▶ Exercise requirements
Rewrite the rows below as a numbered list, from the line with "Spot the dirt" to the line with "[[235, 95]]", both included, leaving out any blank lines.

[Entries taken from a collection]

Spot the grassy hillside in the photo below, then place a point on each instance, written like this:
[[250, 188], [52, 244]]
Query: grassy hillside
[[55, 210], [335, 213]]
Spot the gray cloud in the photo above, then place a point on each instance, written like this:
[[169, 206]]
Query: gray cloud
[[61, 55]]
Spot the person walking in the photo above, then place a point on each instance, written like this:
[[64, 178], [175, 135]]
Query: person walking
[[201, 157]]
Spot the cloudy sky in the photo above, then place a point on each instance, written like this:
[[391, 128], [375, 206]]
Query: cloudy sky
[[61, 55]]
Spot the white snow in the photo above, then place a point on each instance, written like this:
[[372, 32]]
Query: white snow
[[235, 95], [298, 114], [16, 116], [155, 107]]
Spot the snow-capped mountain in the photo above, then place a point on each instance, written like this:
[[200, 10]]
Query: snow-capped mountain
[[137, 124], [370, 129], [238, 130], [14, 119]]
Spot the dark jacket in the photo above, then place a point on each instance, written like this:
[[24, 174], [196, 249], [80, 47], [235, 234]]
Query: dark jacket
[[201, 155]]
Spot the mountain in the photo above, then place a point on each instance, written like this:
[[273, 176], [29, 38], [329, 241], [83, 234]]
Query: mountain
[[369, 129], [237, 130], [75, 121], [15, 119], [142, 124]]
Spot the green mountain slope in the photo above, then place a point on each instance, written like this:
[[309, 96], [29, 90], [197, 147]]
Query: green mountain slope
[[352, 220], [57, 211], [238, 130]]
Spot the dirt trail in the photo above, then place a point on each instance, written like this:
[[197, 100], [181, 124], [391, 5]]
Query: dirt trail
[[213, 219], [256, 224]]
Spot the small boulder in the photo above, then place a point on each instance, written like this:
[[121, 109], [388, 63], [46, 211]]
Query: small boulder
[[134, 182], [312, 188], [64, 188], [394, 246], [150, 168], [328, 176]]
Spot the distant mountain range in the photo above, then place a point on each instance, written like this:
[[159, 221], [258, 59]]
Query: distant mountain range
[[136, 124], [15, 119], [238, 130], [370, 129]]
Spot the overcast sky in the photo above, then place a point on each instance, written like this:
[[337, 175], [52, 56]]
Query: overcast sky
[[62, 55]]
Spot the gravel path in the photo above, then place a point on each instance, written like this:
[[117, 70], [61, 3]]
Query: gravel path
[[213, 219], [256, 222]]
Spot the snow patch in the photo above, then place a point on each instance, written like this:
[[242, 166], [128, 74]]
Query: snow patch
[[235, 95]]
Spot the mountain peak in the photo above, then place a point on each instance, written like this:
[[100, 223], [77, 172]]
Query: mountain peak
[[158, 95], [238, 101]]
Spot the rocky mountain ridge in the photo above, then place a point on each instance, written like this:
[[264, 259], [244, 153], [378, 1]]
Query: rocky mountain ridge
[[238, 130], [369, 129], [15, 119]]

▶ Answer in full
1. Spot the dirt trail in the photo above, then place a point on each instance, written like this:
2. [[197, 100], [181, 124], [391, 5]]
3. Query: dirt trail
4. [[213, 219], [256, 224]]
5. Spot the small boulder in the photo above, then place a point on each instance, written like this:
6. [[121, 109], [388, 63], [46, 211]]
7. Query: small boulder
8. [[134, 182], [312, 188], [64, 188], [394, 246], [150, 168], [328, 176]]
9. Spot the distant mountain range in the photo above, then place a point on each instance, written like this:
10. [[159, 221], [258, 59]]
11. Query: distant mountain range
12. [[136, 124], [15, 119], [238, 130], [370, 129]]
13. Spot the overcast sky in the photo above, then place a point on each instance, written like this:
14. [[337, 175], [52, 56]]
15. Query: overcast sky
16. [[62, 55]]
17. Spot the gravel path in the photo above, then place a point on each instance, written like this:
18. [[117, 70], [61, 3]]
19. Query: gravel path
20. [[213, 219], [256, 222]]
21. Spot the snow patch in the photo above, then place a point on each instance, written like this:
22. [[242, 166], [128, 74]]
23. Query: snow patch
24. [[235, 95]]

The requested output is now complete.